• [Text section]:
On Thursday afternoon, Susie Wiles; a Republican political consultant who has worked on the campaigns of President Donald Trump and Gov. Rick Scott, and was a top aide to Mayors John Delaney and John Peyton; and Michael Ward, the outgoing CEO of CSX, both testified about their involvement with donations.

Both told prosecutors that if they had known the money was going into Brown's pockets, they would not have donated.

On Friday, two other high-profile donors are expected to testify: prominent lawyer Steve Pajcic and Jack Hanania, who owns multiple car dealerships.

After court recessed for the day, prosecutors filed a sealed document that News4Jax was told the defense knows nothing about. It's not clear what it contains or when it may be unsealed.

Thursday morning's testimony included more details from FBI Agent Vanessa Stelly detailing when and where $60,000 in withdrawals were made from One Door's accounts and events and $330,000 the charity paid for events between 2012 and 2015. Those events included $89,000 for Brown's bus trip to and a Congressional Black Caucus reception for President Barack Obama's second inauguration in 2013, and a 2014 reception for 100 people that included a $750 birthday cake for Brown's daughter, Shantrel.

Stelly said no students attended or Open Door scholarships were given at those events. The FBI said it could only find one $200 scholarship was awarded by the charity.

• [Task directions]: Extend the courtroom report on the donor testimony, picking up after its last sentence.

• [Dataset records]:
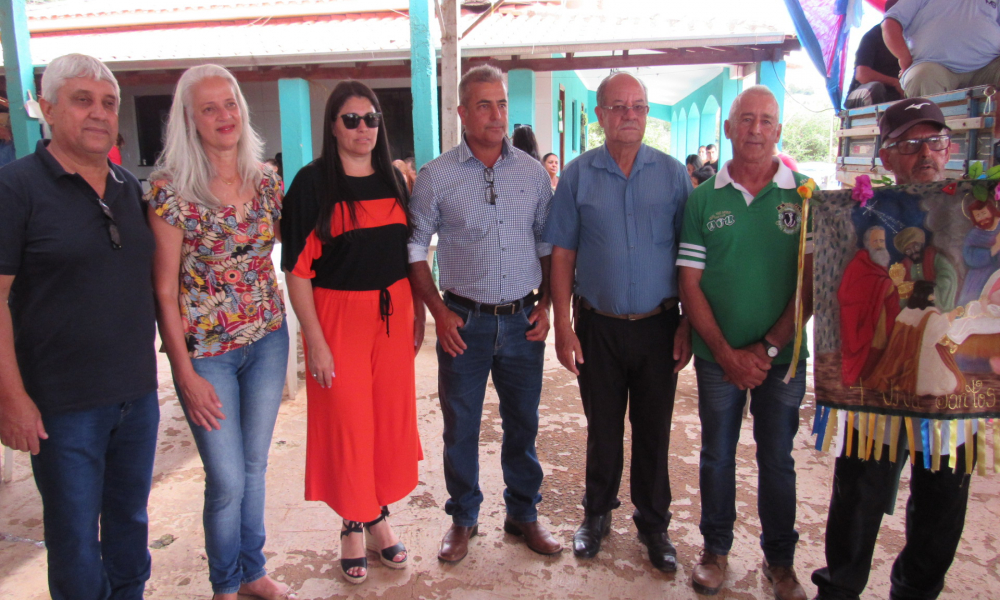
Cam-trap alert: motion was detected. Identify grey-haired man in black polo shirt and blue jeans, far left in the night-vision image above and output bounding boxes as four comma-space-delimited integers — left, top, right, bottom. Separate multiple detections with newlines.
0, 54, 159, 600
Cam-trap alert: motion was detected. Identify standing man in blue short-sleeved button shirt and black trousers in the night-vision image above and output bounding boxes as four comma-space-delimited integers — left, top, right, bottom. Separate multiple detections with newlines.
543, 73, 691, 572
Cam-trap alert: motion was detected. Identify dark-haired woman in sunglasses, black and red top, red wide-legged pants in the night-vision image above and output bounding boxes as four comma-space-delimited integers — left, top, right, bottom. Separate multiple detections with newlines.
281, 81, 424, 583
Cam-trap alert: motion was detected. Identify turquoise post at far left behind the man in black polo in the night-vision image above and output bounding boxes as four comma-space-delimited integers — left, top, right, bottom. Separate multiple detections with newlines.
0, 0, 42, 158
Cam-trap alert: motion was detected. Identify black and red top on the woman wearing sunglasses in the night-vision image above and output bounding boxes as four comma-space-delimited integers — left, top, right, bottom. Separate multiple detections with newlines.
281, 162, 409, 291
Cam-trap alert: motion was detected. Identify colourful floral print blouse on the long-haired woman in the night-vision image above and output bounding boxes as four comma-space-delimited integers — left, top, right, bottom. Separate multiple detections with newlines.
145, 168, 285, 358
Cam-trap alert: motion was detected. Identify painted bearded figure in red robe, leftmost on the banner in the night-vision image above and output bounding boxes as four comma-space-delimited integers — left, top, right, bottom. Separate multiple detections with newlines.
837, 225, 900, 386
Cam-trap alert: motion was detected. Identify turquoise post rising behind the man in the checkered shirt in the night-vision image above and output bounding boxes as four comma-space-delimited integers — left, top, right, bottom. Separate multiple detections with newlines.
410, 0, 441, 169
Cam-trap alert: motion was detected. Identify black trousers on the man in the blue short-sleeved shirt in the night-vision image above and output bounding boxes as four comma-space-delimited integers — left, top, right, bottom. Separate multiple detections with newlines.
576, 307, 680, 533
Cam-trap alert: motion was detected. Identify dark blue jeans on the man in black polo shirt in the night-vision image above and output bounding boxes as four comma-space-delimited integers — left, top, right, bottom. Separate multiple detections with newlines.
31, 392, 160, 600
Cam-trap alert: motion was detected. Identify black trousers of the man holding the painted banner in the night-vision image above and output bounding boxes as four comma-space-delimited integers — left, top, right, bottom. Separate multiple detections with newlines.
812, 428, 975, 600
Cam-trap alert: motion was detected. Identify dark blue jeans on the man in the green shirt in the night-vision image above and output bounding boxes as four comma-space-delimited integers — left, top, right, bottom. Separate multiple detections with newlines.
694, 358, 806, 566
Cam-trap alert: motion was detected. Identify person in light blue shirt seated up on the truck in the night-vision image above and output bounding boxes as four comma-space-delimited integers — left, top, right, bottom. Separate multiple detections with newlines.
882, 0, 1000, 98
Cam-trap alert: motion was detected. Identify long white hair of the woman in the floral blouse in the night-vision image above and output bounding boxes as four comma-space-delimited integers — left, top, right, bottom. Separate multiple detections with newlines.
150, 65, 264, 208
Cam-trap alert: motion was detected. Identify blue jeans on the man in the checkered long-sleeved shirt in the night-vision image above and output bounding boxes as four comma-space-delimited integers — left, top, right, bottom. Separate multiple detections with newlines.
437, 297, 545, 527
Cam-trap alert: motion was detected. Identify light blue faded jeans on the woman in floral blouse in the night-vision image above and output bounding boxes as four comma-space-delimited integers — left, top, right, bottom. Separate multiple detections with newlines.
182, 324, 288, 594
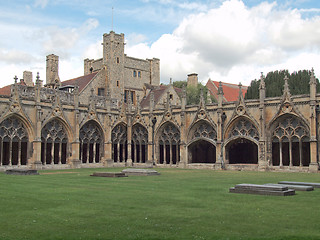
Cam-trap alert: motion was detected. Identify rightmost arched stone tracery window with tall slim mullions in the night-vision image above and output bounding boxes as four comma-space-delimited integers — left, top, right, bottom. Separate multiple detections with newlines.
272, 116, 310, 166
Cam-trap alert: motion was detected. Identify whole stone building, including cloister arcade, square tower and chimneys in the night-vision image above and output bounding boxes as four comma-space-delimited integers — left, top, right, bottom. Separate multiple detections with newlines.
0, 32, 320, 172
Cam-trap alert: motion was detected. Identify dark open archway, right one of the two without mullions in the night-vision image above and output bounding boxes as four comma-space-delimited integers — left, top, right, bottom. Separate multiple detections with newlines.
226, 138, 258, 164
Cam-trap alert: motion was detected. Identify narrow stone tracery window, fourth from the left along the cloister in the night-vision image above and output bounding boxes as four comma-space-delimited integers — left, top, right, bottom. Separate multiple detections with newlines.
111, 124, 128, 162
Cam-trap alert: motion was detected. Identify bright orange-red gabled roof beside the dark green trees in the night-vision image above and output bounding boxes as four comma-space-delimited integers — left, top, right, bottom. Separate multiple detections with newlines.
206, 79, 248, 102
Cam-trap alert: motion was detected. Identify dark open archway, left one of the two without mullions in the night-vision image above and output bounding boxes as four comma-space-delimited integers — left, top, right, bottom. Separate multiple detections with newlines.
188, 139, 216, 163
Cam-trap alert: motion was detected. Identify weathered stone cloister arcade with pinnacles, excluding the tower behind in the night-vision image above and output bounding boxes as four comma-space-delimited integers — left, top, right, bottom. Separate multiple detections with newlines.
0, 71, 320, 172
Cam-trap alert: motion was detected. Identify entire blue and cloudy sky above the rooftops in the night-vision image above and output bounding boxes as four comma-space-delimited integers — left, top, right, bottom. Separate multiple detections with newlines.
0, 0, 320, 87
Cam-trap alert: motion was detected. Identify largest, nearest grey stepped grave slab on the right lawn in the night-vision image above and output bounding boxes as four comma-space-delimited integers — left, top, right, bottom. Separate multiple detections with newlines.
229, 183, 295, 196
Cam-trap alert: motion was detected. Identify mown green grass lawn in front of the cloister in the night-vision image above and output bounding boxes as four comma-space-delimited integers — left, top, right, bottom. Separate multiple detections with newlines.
0, 169, 320, 239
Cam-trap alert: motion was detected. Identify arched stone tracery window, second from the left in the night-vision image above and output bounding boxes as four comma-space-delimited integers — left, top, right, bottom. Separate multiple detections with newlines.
41, 119, 68, 165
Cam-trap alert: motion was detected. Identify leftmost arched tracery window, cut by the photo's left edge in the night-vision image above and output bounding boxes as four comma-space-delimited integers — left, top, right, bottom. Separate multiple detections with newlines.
0, 117, 28, 166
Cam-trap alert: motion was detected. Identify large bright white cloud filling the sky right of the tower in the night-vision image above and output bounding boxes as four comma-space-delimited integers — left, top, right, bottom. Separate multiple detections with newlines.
127, 0, 320, 84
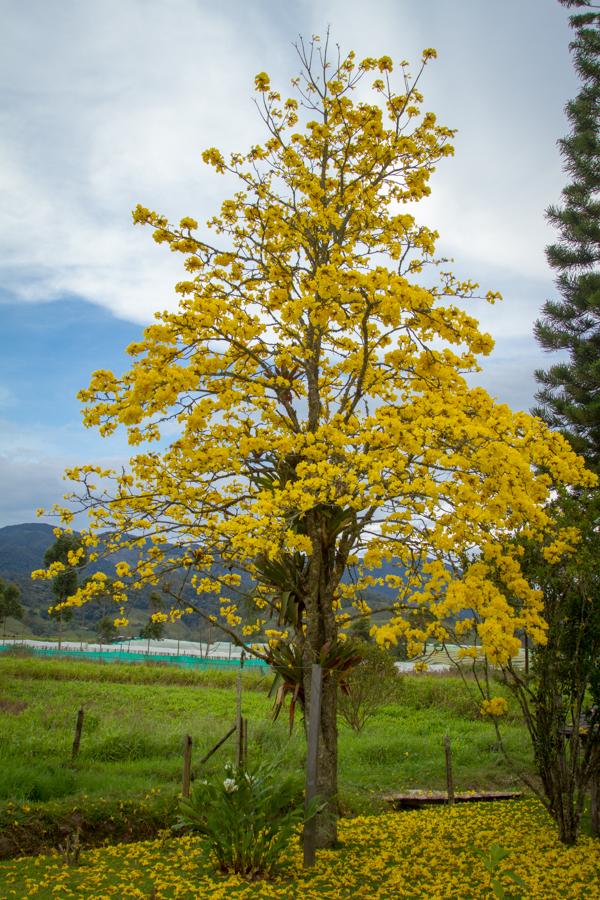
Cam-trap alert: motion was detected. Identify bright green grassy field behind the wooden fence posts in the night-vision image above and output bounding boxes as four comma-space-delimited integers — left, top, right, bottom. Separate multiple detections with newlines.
0, 656, 529, 813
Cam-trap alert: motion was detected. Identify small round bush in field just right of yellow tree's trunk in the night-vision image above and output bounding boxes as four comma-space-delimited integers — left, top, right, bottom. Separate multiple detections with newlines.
338, 642, 400, 731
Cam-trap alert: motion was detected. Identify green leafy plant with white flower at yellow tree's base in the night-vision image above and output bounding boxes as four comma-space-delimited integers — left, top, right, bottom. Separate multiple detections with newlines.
176, 762, 315, 880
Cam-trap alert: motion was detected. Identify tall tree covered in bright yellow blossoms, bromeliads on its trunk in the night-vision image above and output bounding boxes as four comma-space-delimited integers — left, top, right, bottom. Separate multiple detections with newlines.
35, 38, 586, 846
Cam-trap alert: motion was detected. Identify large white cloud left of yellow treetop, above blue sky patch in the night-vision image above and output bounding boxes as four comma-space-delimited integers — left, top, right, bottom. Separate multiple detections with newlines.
0, 0, 290, 321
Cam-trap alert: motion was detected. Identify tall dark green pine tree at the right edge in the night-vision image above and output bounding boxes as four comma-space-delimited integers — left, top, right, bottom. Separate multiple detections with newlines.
534, 0, 600, 470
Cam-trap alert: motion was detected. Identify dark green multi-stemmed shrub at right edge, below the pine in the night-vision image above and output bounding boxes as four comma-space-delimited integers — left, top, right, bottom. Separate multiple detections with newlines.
449, 488, 600, 844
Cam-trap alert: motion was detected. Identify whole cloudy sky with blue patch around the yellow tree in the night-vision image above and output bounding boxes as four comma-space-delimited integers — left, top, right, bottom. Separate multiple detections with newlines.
0, 0, 577, 526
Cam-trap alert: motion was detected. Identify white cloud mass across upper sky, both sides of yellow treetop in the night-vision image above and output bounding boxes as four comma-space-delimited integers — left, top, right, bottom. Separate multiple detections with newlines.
0, 0, 573, 321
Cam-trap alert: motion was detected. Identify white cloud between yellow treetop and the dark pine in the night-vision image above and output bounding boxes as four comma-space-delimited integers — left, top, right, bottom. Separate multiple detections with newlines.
304, 0, 577, 286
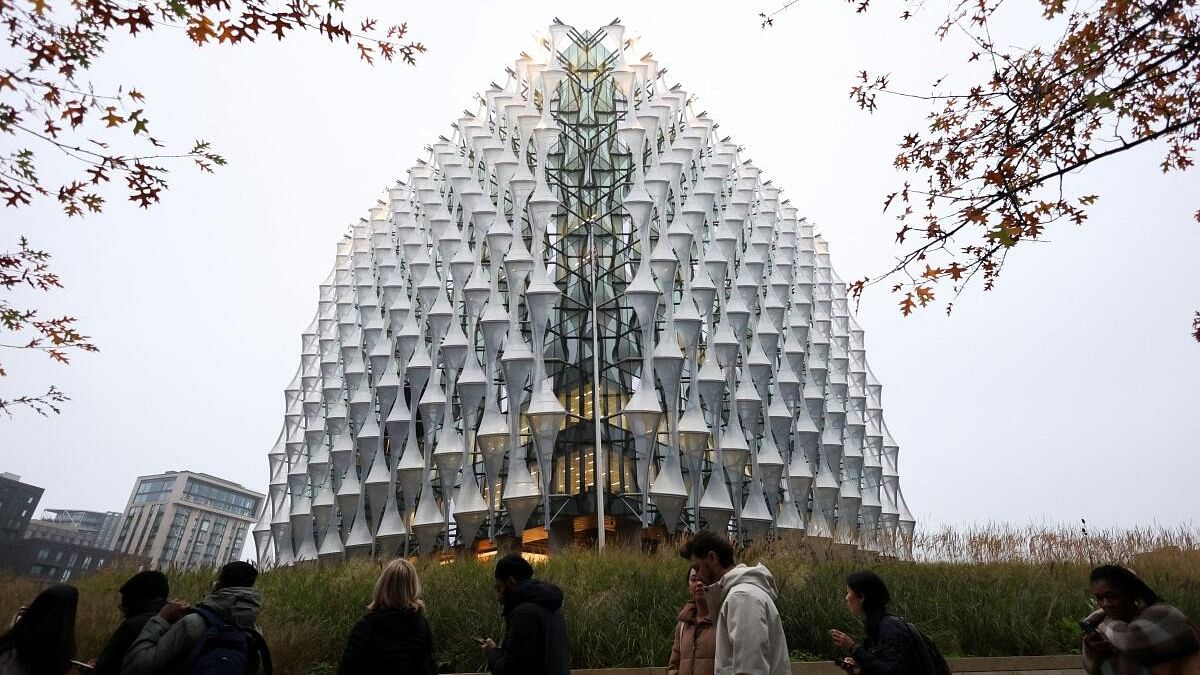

• [Result for this exercise]:
The government said One Door funds also paid for $2,200 in repairs to Shantrel Brown's Mercedes, a round-trip ticket for her to the Virgin Islands, and that she cashed a $3,000 check made out to One Door while she was with her mother in Los Angeles for a Rodeo Drive shopping trip with her mother.

On cross-examination, Brown's attorney asked Stelly if flyers soliciting money for One Door said money raised could be only used for scholarships and not on fundraisers or events. She said no, the flyers did not say that.

The agents could also not answer if it was possible that Brown or Simmons used their own personal money to help pay for the events.

News4Jax legal observer Rhonda Peoples-Waters said evidence that came out Thursday on Brown's detailed involvement in planning the events could be problematic for her case.

"I absolutely think that's a concern and that is a question the jurors will be looking to hear from Corrine when she testifies," Peoples-Water said. "Why is it that your daughter is so involved? What's her role here? Why is it your car expenses are being utilized and paid for out of that One Door funding? Those are hard questions."